(Collection entries)
** Start **
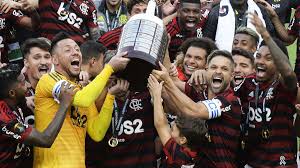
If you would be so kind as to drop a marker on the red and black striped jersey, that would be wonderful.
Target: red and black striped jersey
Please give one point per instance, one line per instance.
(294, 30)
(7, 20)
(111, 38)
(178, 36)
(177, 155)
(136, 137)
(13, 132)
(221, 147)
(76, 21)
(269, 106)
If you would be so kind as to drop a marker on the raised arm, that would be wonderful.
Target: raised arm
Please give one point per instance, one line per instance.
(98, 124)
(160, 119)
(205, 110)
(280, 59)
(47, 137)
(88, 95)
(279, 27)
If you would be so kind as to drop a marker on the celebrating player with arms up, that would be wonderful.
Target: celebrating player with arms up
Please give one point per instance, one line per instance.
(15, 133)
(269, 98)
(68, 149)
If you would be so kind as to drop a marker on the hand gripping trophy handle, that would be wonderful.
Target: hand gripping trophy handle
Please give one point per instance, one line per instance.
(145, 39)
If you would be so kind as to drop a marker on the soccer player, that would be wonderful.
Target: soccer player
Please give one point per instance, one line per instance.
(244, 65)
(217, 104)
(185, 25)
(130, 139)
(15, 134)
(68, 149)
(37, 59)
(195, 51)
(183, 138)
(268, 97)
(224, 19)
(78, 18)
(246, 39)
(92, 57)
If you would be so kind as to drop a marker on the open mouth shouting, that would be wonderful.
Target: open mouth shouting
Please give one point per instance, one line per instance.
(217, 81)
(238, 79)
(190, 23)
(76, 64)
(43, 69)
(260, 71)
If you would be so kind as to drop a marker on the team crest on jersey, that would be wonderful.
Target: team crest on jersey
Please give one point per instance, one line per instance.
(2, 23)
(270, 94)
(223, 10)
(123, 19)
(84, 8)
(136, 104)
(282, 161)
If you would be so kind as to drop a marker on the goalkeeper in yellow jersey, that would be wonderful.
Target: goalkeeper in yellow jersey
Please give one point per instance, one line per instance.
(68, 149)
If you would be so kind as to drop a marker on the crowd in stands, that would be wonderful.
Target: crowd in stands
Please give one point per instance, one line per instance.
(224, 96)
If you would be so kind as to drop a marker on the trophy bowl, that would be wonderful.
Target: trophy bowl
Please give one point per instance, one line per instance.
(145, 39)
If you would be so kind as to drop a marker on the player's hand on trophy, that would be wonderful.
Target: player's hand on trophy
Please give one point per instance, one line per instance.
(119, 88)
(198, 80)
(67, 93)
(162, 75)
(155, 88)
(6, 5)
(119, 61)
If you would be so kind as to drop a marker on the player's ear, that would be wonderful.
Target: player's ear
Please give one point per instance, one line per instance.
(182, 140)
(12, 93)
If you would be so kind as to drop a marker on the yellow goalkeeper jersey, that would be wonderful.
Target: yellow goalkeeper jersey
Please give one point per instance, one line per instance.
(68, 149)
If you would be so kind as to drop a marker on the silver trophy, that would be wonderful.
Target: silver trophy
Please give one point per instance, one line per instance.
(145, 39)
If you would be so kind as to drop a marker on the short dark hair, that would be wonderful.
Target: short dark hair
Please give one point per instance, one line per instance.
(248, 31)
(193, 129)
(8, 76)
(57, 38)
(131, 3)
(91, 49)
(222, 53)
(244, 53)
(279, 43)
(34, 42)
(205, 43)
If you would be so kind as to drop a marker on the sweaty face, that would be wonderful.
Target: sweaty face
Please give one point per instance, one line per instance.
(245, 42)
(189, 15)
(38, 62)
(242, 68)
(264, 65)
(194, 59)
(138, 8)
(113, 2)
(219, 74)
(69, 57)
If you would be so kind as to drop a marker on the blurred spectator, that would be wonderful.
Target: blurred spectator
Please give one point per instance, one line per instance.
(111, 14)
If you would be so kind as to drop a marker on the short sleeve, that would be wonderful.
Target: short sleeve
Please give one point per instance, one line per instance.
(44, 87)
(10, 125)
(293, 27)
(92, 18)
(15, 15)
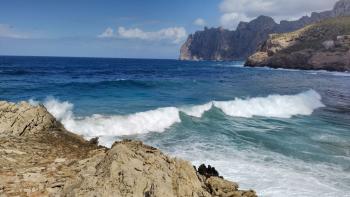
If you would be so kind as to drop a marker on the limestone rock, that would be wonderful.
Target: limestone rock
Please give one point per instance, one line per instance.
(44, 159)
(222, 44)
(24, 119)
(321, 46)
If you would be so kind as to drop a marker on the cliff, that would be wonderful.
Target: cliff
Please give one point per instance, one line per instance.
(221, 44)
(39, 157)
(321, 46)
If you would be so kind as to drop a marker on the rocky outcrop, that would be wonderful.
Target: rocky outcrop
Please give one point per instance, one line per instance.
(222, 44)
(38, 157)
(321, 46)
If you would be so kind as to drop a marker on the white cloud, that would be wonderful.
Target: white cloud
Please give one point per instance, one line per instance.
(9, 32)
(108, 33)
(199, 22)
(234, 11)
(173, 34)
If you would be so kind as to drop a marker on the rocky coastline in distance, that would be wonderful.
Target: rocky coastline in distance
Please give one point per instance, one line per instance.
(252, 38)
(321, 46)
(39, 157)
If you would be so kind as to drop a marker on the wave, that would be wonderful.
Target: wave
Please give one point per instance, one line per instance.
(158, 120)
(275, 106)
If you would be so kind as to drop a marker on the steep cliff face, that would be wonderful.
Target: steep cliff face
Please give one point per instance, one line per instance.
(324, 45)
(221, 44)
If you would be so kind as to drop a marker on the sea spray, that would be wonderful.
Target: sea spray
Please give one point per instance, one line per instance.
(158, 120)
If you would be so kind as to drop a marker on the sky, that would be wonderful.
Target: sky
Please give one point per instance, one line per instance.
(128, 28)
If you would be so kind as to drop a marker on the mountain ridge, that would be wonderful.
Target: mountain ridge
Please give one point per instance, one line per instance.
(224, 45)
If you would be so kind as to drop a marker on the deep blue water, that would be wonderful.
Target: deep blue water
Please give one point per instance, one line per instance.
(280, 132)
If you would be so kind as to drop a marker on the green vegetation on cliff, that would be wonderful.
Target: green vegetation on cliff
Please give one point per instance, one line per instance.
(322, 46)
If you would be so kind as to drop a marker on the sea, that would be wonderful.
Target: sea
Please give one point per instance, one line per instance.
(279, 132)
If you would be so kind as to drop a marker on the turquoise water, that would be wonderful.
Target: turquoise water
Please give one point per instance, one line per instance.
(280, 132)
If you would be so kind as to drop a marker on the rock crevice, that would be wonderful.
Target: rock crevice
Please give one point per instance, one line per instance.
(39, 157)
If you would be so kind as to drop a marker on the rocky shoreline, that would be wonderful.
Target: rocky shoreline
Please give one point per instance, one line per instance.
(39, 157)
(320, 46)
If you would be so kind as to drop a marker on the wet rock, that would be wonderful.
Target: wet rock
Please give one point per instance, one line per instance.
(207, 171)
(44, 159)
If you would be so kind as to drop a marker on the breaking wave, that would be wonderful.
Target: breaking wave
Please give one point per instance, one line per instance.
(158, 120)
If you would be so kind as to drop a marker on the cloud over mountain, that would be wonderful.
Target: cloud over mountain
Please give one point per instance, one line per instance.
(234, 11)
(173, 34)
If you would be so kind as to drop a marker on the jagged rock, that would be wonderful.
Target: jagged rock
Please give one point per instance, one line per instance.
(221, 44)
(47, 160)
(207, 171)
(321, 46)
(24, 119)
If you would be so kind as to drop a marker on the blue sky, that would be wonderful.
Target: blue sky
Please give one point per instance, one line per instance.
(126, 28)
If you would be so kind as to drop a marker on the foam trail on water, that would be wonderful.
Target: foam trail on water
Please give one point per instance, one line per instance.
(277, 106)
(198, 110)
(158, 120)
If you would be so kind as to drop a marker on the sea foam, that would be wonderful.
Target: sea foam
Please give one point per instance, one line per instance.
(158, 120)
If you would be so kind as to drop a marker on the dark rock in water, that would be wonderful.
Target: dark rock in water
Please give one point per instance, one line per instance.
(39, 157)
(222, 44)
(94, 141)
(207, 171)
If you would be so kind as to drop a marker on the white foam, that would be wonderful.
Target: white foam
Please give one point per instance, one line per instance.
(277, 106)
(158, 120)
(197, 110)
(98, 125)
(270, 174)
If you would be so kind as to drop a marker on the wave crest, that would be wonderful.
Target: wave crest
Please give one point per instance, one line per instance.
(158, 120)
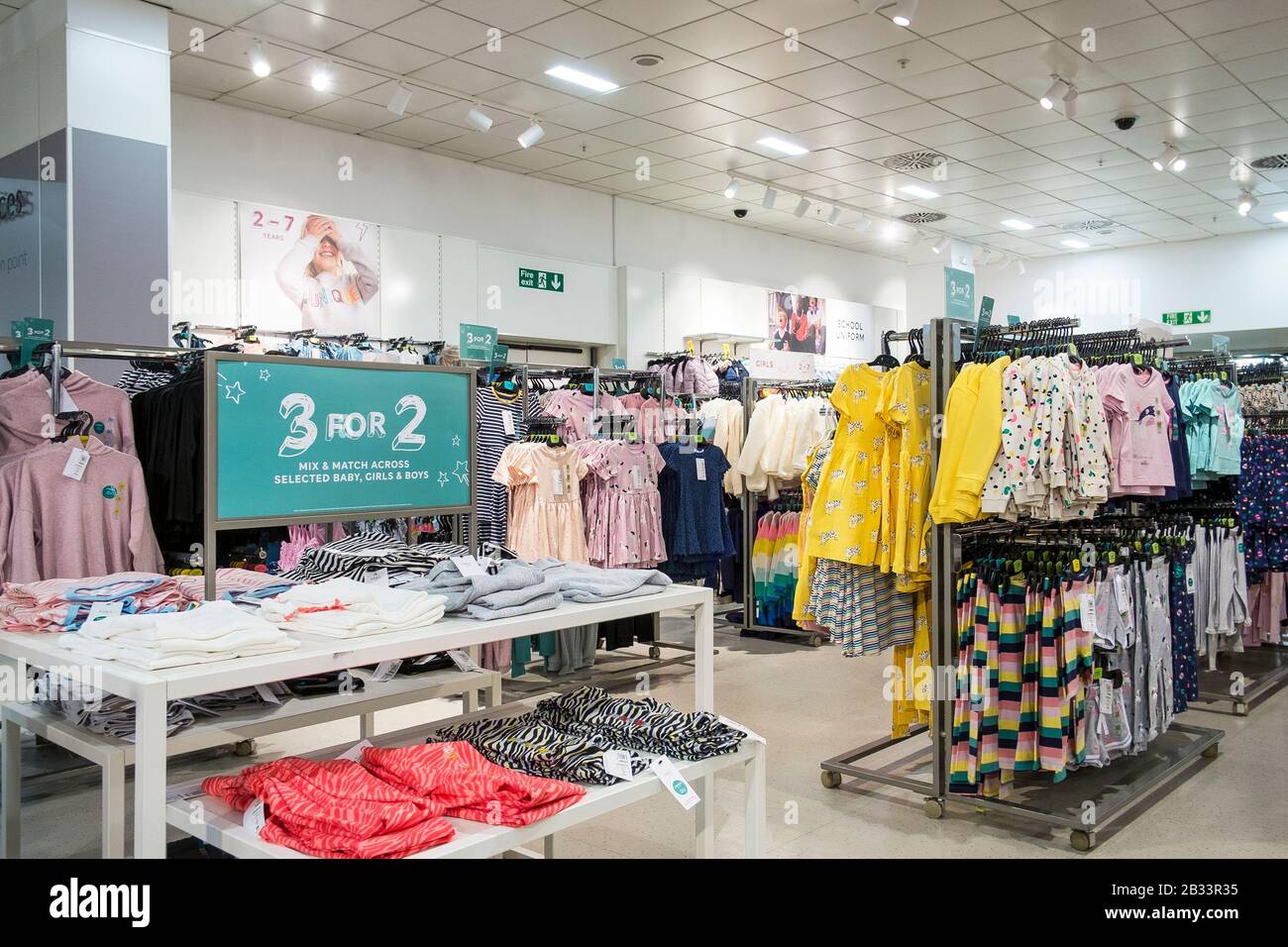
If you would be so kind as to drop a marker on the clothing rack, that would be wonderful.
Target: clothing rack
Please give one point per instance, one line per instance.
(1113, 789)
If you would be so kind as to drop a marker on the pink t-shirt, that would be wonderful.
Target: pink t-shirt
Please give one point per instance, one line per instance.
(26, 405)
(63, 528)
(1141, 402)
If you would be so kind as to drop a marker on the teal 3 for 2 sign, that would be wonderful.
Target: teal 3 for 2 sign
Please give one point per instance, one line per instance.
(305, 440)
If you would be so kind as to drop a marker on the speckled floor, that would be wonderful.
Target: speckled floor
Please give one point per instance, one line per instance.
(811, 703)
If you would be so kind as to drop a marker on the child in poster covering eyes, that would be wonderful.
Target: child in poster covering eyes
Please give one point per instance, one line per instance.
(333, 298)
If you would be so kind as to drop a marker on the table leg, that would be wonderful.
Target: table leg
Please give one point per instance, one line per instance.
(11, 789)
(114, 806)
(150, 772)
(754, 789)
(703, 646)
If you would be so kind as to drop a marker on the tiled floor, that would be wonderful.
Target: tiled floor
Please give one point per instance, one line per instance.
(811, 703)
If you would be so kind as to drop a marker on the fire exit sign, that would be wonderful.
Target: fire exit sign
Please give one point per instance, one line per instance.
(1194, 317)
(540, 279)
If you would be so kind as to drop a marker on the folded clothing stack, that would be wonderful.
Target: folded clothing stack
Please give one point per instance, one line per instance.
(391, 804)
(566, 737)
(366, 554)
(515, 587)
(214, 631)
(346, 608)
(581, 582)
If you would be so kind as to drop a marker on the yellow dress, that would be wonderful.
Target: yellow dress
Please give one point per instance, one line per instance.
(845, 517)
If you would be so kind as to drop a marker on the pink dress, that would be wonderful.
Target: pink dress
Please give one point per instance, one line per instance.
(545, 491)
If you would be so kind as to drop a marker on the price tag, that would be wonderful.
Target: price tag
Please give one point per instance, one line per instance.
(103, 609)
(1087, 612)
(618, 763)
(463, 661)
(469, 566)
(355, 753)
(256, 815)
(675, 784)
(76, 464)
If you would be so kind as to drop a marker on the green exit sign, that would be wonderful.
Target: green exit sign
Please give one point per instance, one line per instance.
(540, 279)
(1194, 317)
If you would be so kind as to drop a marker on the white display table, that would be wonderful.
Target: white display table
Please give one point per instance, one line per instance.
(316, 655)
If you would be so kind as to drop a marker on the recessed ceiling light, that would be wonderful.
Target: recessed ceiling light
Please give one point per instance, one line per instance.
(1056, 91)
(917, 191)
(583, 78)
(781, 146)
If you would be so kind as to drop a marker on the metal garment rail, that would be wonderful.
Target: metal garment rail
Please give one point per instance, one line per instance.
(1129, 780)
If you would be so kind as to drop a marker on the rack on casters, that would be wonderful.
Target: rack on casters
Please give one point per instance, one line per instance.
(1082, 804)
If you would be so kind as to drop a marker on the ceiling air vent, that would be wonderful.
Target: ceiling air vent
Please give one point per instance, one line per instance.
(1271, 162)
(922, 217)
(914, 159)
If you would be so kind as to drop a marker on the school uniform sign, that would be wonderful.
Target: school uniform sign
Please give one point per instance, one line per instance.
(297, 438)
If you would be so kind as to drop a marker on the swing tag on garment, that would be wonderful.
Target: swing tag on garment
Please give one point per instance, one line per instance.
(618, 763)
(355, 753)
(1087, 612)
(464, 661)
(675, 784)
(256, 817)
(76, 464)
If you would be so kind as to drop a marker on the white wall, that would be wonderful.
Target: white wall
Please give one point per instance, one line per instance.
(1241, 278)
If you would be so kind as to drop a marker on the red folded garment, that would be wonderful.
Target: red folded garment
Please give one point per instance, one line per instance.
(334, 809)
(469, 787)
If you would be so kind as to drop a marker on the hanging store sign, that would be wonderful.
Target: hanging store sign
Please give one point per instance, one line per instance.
** End **
Copy only the stretch running from the line containing "on garment, that would be wonderful." to the final line of the entries, both ends included, exactly as it stands.

If you would be so kind as to drop a marker on the swing tag on garment, that would be wonderful.
Target: swing tag on garment
Please give one point per instance, one line per instance.
(618, 763)
(355, 753)
(1087, 612)
(464, 661)
(675, 784)
(256, 817)
(76, 464)
If you would be so kind as to drop a marker on the white wall, that would be wonderful.
Target: white wall
Please give one point per instance, one line per instance.
(1241, 278)
If you would be so kind as to drop a marker on the red folded garment, that would be wonderful.
Target: red folded garment
Please give one point per instance, one line per instance.
(334, 809)
(469, 787)
If you would be so kind as to drop a marker on the hanging store sign, that would be wonderful.
Target: hanging store sign
Please give one point per instance, one line per instance.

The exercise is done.